Natural language region descriptions:
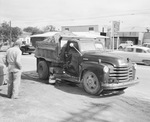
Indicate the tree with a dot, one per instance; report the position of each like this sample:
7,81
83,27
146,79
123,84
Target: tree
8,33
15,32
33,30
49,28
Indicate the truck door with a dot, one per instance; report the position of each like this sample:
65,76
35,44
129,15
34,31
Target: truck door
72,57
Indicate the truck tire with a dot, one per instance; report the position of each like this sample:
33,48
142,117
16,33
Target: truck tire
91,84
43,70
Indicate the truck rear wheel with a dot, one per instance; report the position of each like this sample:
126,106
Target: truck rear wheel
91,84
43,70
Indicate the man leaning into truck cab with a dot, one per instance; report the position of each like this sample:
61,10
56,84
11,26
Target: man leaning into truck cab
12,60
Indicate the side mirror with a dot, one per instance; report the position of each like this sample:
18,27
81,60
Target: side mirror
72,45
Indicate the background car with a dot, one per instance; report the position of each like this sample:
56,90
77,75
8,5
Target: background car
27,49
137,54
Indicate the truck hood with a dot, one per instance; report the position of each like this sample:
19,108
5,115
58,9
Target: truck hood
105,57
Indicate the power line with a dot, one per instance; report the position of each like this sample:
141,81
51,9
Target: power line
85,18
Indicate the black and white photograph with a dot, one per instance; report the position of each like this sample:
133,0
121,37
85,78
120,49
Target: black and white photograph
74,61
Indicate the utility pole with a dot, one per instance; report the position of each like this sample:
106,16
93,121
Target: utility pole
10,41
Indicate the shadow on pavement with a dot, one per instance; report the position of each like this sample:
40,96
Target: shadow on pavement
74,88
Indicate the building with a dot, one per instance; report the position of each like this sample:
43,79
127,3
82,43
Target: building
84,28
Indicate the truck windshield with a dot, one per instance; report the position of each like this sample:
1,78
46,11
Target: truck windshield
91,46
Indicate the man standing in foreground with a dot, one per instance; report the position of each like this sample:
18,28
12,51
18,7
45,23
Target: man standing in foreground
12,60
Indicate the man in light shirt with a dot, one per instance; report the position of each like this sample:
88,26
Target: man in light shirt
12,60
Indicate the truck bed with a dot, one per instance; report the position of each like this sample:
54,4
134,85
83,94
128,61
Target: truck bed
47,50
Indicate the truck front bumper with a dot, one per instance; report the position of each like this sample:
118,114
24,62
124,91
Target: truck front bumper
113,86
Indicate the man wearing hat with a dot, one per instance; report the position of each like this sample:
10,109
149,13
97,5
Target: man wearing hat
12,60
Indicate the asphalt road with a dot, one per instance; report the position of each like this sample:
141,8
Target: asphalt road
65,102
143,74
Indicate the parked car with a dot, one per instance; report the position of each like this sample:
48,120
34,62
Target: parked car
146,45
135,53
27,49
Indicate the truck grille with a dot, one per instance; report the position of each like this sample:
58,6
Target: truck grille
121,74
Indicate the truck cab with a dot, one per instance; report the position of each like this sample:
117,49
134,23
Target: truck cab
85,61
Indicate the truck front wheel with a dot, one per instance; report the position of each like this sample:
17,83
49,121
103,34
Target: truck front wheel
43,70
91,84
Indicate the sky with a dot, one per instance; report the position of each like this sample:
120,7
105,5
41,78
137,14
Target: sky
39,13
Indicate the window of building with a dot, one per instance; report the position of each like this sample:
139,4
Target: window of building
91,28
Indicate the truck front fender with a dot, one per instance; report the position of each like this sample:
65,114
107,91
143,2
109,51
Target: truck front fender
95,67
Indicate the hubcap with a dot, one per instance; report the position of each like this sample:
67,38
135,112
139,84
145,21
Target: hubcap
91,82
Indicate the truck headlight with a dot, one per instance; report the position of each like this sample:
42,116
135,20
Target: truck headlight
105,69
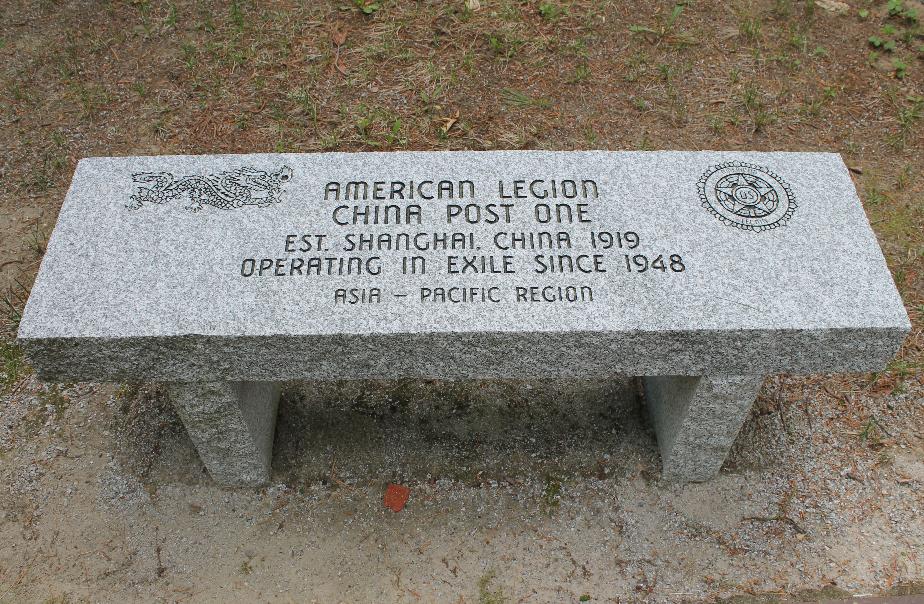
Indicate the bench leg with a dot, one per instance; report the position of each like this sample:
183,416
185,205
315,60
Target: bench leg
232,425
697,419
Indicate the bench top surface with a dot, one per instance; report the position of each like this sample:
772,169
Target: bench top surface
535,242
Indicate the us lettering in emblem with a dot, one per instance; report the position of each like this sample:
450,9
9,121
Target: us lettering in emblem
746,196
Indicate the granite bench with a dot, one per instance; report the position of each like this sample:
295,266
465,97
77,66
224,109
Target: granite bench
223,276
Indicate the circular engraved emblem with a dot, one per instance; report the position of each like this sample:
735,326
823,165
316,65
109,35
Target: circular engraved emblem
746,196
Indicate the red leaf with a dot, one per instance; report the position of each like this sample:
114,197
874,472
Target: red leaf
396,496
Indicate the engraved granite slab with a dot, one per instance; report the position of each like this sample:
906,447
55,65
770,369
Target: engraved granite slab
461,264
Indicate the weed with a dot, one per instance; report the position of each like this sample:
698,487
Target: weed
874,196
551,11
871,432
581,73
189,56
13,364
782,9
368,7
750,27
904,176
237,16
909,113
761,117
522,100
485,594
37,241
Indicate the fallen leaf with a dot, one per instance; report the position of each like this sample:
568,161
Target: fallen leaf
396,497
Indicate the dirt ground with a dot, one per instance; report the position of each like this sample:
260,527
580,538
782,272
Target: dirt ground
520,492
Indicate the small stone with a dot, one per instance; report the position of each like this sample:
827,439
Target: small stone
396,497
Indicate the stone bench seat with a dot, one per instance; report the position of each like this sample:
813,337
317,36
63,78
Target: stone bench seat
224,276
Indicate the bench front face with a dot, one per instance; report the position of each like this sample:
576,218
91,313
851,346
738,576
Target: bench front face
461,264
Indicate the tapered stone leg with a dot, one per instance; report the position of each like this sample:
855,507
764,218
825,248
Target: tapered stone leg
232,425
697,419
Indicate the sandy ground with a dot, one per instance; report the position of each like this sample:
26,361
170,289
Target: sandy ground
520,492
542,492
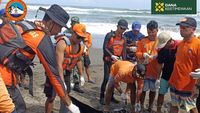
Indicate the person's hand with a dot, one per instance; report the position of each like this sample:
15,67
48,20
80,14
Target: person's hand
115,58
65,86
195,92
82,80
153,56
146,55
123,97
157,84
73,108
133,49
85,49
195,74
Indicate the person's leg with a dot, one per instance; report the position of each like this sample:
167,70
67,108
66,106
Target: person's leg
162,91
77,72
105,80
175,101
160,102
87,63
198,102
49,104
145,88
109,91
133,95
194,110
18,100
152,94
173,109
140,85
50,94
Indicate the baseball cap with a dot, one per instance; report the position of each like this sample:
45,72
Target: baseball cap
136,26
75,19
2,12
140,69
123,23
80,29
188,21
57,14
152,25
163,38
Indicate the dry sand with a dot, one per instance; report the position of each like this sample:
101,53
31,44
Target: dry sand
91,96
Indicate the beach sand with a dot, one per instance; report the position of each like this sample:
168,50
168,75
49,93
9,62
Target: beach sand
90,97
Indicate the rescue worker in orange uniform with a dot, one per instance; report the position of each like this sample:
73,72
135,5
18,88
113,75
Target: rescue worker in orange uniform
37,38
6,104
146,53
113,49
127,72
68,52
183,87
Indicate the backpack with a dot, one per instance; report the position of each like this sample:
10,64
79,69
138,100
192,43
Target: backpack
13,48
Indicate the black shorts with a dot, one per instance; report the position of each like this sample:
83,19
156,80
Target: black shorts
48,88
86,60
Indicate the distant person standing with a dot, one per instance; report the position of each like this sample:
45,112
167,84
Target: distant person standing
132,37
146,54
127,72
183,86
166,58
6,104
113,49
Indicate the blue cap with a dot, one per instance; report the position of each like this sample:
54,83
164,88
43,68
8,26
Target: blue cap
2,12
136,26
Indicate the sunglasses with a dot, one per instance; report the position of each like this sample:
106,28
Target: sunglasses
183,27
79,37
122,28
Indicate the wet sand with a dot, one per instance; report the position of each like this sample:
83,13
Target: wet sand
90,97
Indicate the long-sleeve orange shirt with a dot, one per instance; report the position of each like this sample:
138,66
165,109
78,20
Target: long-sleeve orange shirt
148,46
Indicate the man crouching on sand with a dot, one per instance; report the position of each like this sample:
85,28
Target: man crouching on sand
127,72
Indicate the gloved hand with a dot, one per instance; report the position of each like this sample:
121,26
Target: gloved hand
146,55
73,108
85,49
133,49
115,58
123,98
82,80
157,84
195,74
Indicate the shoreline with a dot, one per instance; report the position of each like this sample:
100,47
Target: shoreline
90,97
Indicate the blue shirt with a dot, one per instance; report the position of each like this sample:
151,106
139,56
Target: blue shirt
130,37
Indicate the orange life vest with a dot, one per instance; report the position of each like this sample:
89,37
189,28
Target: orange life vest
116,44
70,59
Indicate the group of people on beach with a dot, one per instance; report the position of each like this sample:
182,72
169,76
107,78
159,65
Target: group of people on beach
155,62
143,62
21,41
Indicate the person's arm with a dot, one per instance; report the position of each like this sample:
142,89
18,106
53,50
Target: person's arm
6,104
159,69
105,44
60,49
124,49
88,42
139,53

--

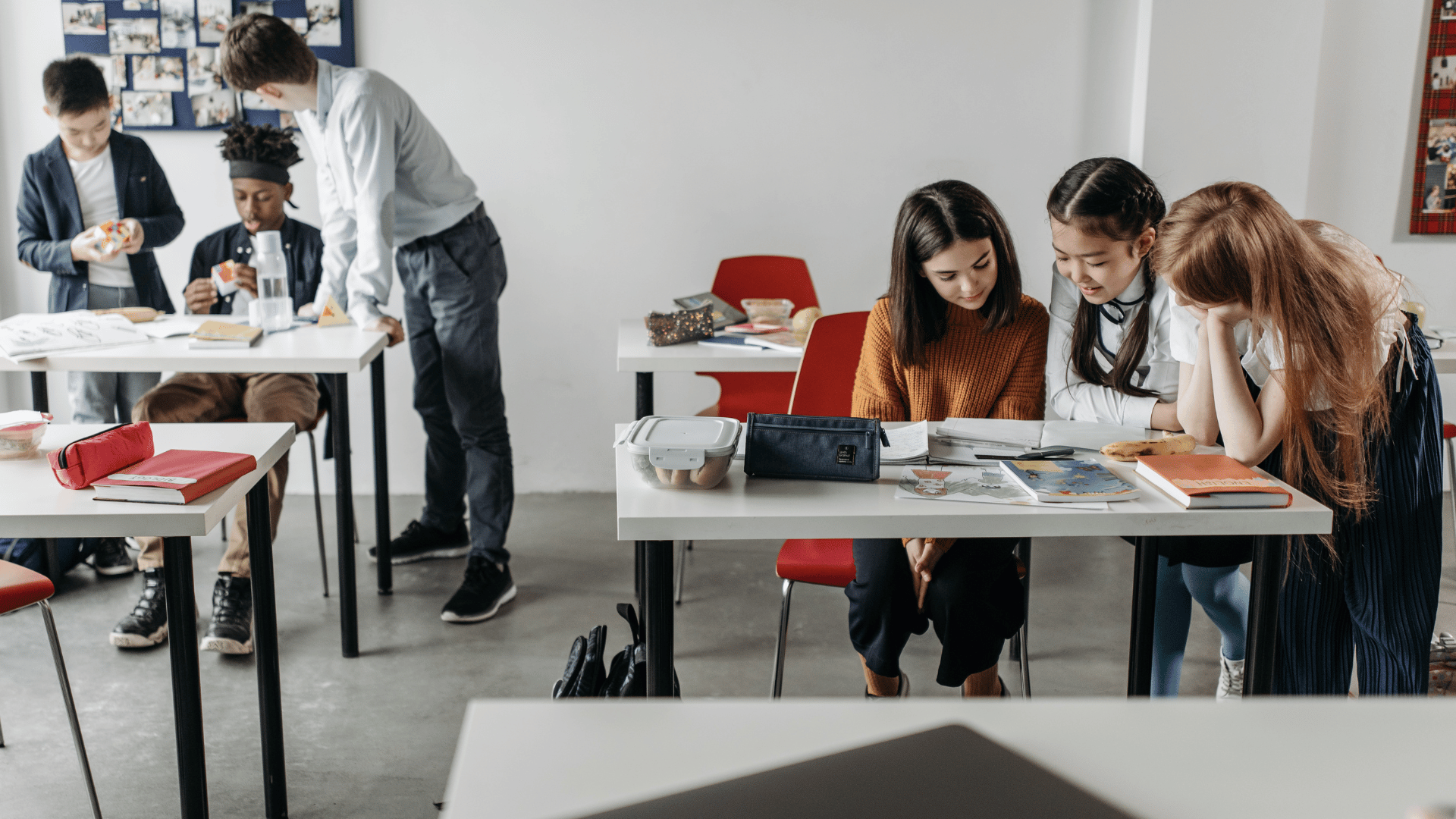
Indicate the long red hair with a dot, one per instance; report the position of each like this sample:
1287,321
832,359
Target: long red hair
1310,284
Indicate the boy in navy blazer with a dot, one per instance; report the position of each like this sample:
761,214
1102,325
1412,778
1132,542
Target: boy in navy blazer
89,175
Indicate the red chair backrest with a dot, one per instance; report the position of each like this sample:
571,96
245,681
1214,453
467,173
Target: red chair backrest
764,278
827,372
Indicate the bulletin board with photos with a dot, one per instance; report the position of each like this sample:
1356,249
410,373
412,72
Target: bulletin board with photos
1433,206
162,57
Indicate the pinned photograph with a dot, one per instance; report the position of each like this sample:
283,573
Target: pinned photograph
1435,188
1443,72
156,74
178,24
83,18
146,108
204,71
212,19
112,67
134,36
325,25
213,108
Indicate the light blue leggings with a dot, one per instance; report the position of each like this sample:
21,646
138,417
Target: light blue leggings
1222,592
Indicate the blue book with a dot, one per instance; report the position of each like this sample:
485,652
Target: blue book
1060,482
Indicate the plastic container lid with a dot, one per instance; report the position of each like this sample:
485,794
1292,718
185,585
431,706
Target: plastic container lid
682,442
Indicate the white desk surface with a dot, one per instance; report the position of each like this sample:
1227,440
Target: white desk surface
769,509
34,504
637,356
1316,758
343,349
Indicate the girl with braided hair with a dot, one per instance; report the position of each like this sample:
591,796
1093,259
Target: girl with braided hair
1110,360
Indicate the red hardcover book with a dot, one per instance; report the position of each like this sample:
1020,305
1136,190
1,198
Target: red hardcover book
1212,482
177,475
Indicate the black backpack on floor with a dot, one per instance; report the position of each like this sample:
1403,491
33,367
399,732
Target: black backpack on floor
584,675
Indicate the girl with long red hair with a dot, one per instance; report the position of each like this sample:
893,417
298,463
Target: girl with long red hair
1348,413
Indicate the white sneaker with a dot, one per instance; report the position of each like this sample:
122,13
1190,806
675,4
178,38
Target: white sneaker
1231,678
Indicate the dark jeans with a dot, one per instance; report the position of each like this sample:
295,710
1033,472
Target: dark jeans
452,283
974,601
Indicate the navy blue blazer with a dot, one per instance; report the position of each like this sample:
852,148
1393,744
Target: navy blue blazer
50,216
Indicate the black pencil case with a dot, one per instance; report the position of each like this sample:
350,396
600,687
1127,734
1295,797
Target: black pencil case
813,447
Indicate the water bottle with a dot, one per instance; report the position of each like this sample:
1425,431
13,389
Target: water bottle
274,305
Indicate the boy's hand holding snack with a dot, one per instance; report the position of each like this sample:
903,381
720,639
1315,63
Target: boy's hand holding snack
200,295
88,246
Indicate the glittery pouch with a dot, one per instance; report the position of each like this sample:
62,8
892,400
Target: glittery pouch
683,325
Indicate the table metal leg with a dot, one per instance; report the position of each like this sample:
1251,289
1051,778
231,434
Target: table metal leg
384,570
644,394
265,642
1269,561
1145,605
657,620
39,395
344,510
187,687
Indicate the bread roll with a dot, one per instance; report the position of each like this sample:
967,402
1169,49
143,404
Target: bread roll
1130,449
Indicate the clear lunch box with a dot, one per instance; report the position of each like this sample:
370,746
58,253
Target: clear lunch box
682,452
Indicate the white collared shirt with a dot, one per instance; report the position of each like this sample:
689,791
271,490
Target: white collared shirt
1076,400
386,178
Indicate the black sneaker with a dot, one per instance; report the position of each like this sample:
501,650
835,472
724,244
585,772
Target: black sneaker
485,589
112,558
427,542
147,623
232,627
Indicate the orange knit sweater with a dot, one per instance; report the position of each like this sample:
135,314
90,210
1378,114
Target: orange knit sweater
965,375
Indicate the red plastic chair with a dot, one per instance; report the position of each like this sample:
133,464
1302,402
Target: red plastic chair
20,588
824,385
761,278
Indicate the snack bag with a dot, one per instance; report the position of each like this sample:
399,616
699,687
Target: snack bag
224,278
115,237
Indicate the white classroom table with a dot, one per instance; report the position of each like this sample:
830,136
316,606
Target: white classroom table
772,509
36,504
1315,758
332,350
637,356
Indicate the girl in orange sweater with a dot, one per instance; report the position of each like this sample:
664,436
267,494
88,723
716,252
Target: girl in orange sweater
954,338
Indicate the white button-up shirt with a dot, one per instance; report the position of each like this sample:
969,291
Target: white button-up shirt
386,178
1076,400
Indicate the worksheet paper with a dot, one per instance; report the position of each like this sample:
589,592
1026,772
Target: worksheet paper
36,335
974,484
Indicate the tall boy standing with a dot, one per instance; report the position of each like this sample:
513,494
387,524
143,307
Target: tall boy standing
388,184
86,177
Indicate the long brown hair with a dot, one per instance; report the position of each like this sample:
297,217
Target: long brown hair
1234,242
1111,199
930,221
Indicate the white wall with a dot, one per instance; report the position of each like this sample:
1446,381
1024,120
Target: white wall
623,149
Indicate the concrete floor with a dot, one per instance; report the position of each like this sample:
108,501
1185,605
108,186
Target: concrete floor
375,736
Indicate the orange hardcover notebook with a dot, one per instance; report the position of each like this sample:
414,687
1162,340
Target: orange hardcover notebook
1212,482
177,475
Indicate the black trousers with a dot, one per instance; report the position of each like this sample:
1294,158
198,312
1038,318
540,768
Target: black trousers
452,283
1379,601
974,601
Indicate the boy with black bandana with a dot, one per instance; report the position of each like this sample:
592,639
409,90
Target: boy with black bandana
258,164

_Task directions:_ Print the lines above from the one with "Indicate the building" through the one with "Indicate the truck front fender", both included, exactly as written and nothing more.

_Exercise output:_
Indicate the building with a dot, one per instance; report the position of each like this sample:
43,79
127,3
82,43
Target: building
84,28
Indicate the truck windshield with a dot, one per instance; report the position of each like this sample:
1,78
46,11
Target: truck windshield
91,46
Indicate the man standing in foreground with a dot, one per instance; report the position of each like this sample:
18,28
12,51
18,7
45,23
Target: man standing in foreground
12,60
Indicate the man in light shirt with a dot, one per instance; report the position of each like this sample:
88,26
Target: man in light shirt
12,60
Indicate the truck bed with a dot, one per instance; report the position of each like this sample:
54,4
134,85
83,94
128,61
Target: truck bed
47,50
Indicate the truck front bumper with a dot, one per instance; report the position of each like this sample:
118,114
24,62
124,91
Target: truck front bumper
113,86
Indicate the man wearing hat with a dot, one per instance; report the position of each like this sample:
10,109
149,13
97,5
Target: man wearing hat
12,60
Indicate the asphalt road with a dot, one per instance; report the position of each like this sample:
141,8
Target: asphalt road
65,102
143,74
Indicate the parked car with a dot, one per instance; report the position of each like this sample:
48,120
34,62
Target: parked car
146,45
135,53
27,49
Indicate the truck grille with a dot, one per instance; report the position of each like this sample:
58,6
Target: truck grille
121,74
Indicate the truck cab with a dot, one per instance; report the position of each like this sample:
117,49
134,23
Target: truck cab
85,61
Indicate the truck front wheel with a dot, one per instance; report the position of each like this sample:
17,83
49,121
103,34
Target: truck front wheel
43,70
91,84
Indicate the sky with a dot, one per instance; report the position of each like this sample:
120,7
105,5
41,78
137,14
Target: sky
39,13
Indicate the window of building with a dot, one per instance; report the position of each like this sample:
139,4
Target: window of building
91,28
Indicate the truck front fender with a dot, one per instance; report the position of each like this sample:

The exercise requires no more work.